■ **Task statement**
Take the line containing "Target: picture frame" as the first and the last line of the records below as the end, and please set down only what lies between them exactly, both ends included.

>>>>

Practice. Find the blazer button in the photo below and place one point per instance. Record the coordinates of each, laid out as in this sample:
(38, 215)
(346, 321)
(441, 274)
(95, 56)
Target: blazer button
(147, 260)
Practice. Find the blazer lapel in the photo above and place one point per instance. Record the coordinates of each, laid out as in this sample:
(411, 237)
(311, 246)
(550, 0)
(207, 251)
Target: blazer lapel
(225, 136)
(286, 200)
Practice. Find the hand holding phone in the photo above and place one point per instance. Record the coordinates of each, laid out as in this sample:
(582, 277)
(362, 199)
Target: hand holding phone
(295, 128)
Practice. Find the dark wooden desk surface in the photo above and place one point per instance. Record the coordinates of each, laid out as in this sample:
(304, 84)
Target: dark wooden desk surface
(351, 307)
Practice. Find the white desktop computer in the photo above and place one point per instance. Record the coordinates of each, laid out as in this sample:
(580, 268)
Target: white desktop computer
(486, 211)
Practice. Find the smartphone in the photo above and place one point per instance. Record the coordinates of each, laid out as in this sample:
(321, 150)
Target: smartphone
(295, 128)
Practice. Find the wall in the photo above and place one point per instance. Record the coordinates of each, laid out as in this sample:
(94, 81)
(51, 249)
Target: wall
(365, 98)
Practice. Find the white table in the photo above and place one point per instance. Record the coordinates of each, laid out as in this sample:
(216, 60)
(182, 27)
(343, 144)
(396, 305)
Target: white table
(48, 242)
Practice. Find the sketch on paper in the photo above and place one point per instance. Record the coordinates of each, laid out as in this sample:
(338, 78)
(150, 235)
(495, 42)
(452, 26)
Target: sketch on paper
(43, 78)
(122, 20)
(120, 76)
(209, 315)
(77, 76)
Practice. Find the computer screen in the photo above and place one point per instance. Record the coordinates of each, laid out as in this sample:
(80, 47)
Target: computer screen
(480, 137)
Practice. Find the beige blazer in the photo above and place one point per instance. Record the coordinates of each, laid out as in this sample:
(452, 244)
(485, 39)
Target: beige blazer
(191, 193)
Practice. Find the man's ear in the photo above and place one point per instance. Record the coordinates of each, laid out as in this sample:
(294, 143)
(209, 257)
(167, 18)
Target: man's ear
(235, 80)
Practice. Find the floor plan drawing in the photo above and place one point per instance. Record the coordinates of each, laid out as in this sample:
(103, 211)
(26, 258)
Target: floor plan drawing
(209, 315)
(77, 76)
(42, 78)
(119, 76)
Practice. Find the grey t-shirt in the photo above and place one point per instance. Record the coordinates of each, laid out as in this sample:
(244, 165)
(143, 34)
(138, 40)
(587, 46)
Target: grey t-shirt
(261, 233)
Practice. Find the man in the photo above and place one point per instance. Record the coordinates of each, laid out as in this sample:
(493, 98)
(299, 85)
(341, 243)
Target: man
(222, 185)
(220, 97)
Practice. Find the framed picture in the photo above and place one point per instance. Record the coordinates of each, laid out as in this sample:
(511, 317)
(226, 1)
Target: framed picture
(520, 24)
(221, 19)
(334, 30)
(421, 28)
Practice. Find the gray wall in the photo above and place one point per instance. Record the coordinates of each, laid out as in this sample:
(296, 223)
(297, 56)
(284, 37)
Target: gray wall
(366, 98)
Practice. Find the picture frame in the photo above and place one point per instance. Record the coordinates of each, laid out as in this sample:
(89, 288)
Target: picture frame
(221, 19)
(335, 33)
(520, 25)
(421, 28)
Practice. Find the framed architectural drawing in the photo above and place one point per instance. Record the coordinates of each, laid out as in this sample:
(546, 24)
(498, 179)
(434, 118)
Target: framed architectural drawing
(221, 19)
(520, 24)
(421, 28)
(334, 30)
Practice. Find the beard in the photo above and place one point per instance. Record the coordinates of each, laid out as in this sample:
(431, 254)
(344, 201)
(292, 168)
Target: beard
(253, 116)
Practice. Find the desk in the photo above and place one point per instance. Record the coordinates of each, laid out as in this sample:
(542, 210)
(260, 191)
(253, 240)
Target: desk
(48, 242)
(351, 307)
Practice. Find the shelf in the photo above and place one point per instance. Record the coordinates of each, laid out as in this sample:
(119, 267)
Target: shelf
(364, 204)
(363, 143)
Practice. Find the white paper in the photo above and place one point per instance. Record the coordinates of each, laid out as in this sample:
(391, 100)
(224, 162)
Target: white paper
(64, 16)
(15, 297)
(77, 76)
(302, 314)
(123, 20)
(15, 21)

<<<<

■ **Exercise response**
Target: picture frame
(221, 19)
(335, 33)
(520, 25)
(421, 28)
Practice. Find the framed architectural drawing in the photo above and place one point per instance. Record the coordinates of each, laid out as in this sample:
(546, 24)
(498, 179)
(434, 118)
Target: framed architectural drawing
(221, 19)
(520, 24)
(421, 28)
(334, 30)
Practice. Find the beard in the photo above and place one point per instance. Record the coordinates of each, laid out as in this sample:
(431, 254)
(344, 201)
(292, 168)
Target: beard
(253, 116)
Practice. Find the desk in the photo above and place one point per instance. Record the coordinates of each, laid out as in this sample:
(542, 210)
(260, 191)
(253, 240)
Target: desk
(48, 242)
(351, 307)
Practice. Find the shelf in the photo above and place one point per instance. Record the coordinates of each, laid out as in this sample:
(119, 267)
Target: shelf
(364, 204)
(363, 143)
Practice. Find the white paper in the photo above and place one point per instance. Record the coordinates of each, laid out as in this sample:
(391, 100)
(224, 162)
Target: white paper
(64, 16)
(15, 297)
(77, 76)
(302, 314)
(123, 20)
(15, 21)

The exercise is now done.